> [Reading passage]:

<<<<

More preferably, the final finish rolling temperature is in the range of 860 to 930° C., and the coiling temperature is in the range of 500 to 600° C.

The pickling conditions are not particularly specified as long as surface-layer scales can be removed. Pickling can be performed by a usual method.

Cold-Rolling Reduction Rate: 90% or More

The reduction rate of cold rolling is ideally 90% or more in order to achieve the average ferrite crystal grain diameter preferred in the present invention. When the reduction rate is less than 90%, crystal grains are coarsened to degrade the material quality. Further, when the reduction rate is 90% or more, a large amount of strain energy can be accumulated in the steel sheet, and Nb remaining solid-dissolved without being precipitated during hot-rolling is employed as precipitation sites, so that fine Nb-based precipitates are produced in many sites in the next step of annealing, thereby realizing crystal grain refinement by the pinning effect.

Annealing Temperature: Recrystallization Temperature to 780° C.

The annealing method is preferably a continuous annealing method from the viewpoint of quality uniformity and high productivity. It is preferred that the annealing temperature of continuous annealing is the recrystallization temperature or more. However, at an excessively high annealing temperature, crystal grains are coarsened, thereby increasing surface roughness after working and increasing the risk of failure in a furnace or buckling of a thin material such as a steel sheet for cans. Therefore, the upper limit of the annealing temperature is 780° C.

>>>>

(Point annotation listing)
<<<<

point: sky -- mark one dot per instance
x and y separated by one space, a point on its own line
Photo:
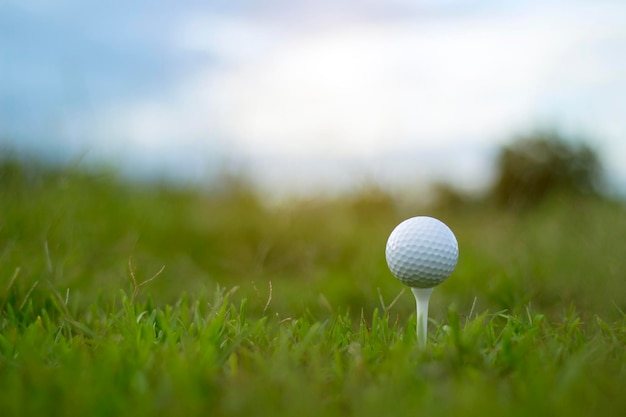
306 95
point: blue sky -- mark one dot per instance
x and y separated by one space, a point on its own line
310 93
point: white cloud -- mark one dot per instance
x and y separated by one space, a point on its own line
362 89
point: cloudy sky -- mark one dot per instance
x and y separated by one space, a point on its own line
310 93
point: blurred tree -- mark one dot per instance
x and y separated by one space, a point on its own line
543 163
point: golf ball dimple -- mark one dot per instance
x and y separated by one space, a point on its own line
422 252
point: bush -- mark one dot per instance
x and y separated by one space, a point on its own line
538 165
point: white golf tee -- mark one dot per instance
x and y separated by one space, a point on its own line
422 296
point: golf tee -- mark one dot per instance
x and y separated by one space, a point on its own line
422 296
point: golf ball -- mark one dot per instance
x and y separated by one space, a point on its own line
422 252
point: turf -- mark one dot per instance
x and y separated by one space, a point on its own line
134 299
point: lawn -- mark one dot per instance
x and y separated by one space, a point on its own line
122 298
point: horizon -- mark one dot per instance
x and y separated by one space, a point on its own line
311 94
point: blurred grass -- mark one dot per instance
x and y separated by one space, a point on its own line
286 308
77 231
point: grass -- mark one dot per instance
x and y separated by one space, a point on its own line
289 309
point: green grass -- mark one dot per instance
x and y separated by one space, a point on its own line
289 309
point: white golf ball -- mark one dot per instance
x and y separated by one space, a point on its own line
422 252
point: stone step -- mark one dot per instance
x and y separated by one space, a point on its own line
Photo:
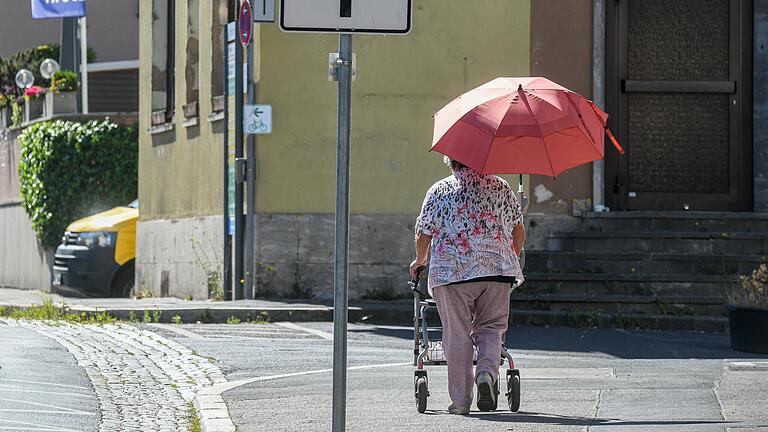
581 319
659 284
674 305
640 262
678 221
671 242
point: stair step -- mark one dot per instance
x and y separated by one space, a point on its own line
669 284
640 262
647 277
626 304
676 221
669 242
614 320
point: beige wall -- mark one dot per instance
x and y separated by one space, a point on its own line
180 171
401 82
112 28
561 50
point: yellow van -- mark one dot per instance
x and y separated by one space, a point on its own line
97 253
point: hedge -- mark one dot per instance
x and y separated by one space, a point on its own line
68 170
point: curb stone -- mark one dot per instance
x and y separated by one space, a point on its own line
213 412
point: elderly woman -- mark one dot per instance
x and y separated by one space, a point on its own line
473 223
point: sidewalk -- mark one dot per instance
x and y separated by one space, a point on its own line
280 379
384 312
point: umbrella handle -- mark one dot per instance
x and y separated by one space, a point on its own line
613 140
605 126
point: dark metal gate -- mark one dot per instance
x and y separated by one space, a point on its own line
678 90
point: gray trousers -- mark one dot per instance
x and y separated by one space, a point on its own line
473 314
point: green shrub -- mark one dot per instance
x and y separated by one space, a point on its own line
17 114
63 81
68 170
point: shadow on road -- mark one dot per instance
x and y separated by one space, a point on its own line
540 418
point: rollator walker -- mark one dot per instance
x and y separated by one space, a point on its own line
429 352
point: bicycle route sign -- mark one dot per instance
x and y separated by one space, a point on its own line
346 16
257 119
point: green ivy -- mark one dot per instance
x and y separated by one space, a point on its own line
68 170
63 81
17 114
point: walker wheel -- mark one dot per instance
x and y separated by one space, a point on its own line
513 389
421 394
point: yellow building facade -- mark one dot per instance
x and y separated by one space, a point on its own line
401 81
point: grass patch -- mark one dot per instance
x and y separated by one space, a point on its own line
194 419
260 318
50 312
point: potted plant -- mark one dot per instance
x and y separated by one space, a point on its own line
748 312
33 103
62 98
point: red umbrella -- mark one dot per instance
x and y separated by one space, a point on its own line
521 126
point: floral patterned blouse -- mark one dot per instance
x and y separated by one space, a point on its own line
470 217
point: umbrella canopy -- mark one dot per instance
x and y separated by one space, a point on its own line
521 126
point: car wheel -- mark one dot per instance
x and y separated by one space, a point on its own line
124 283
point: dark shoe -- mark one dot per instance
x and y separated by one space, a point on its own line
453 409
486 392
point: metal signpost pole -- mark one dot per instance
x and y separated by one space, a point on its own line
239 239
250 177
227 255
84 63
344 69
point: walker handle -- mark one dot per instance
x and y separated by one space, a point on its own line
414 283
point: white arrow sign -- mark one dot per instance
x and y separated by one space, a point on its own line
346 16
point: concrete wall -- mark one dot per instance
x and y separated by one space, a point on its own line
112 29
184 248
561 50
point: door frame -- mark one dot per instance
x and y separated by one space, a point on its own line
739 197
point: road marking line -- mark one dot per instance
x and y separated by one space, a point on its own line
48 412
64 409
223 387
208 401
46 384
22 390
47 428
319 333
175 328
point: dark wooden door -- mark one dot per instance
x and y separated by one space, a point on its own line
678 88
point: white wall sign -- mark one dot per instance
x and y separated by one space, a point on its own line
257 119
346 16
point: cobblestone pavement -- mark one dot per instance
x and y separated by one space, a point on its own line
144 382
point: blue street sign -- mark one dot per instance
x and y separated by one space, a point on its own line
57 8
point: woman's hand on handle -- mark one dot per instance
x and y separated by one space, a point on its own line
416 268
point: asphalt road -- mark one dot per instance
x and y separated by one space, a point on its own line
572 380
41 386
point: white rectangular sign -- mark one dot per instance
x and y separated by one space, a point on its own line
257 119
346 16
263 10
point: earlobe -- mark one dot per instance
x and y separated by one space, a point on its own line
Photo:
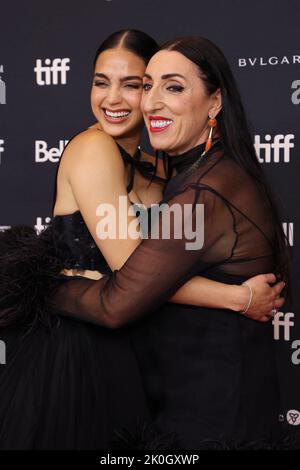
217 104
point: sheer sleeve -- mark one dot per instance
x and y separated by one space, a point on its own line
192 231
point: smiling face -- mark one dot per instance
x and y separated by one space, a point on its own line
175 103
116 92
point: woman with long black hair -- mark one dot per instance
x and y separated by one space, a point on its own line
68 384
210 376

>>>>

> [Required actions]:
**a)** Reproduce the passage on steel rolling and annealing word for word from "The reduction rate of" to "the pinning effect.".
**b)** In the listing, swap "smiling face" for "grinning face" in the lines from the one with "point: white rectangular" through the end of the listing, both ends included. Give only those lines, leaving out the pictures.
This listing has no connection to the passage on steel rolling and annealing.

> [Responses to the tasks]:
**a)**
The reduction rate of cold rolling is ideally 90% or more in order to achieve the average ferrite crystal grain diameter preferred in the present invention. When the reduction rate is less than 90%, crystal grains are coarsened to degrade the material quality. Further, when the reduction rate is 90% or more, a large amount of strain energy can be accumulated in the steel sheet, and Nb remaining solid-dissolved without being precipitated during hot-rolling is employed as precipitation sites, so that fine Nb-based precipitates are produced in many sites in the next step of annealing, thereby realizing crystal grain refinement by the pinning effect.

**b)**
point: white rectangular sign -- mark one dot per instance
x and y separated by one space, a point on its own line
257 119
346 16
263 10
point: earlobe -- mark one dot per instance
x and y separated by one space, a point on its own line
Photo:
217 104
point: sheer sleeve -- mark one dot per instance
x and y separated by one space, a point on its own line
192 231
point: grinning face -- mark one dot per instance
x and y separated by one space, a point on its own line
175 103
116 92
point: woman with long black hair -- mark one dot per instance
x and y separated by one space, a point on its own line
68 384
210 376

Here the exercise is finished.